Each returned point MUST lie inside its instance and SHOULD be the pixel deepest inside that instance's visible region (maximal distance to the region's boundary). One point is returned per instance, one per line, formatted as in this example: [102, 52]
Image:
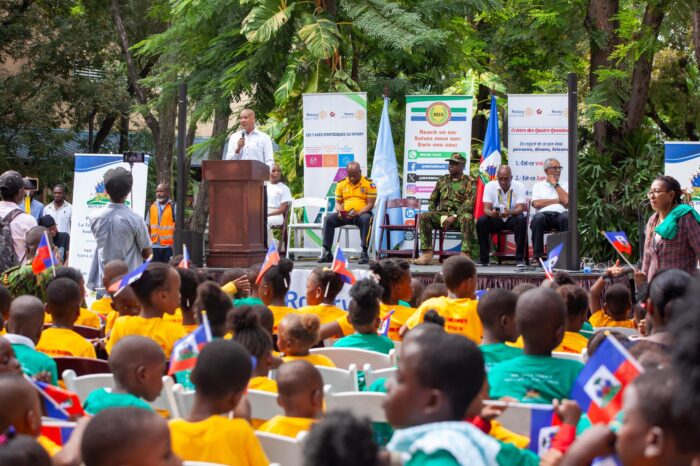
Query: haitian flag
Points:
[340, 266]
[599, 386]
[44, 257]
[544, 425]
[187, 349]
[619, 241]
[271, 258]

= = = = =

_TASK ITEM:_
Type the listing out again word for word, passing over each picture.

_EXERCISE OUTPUT:_
Each returned point MUST lie inside its instance and SHOULD be the pixel deepest inside that instance's visible region (maximal distance to the region's boundary). One point is returned per instance, one per line, formatted as in this example: [102, 52]
Image:
Query: haitian flag
Points:
[340, 266]
[599, 386]
[44, 257]
[544, 425]
[187, 349]
[619, 241]
[271, 258]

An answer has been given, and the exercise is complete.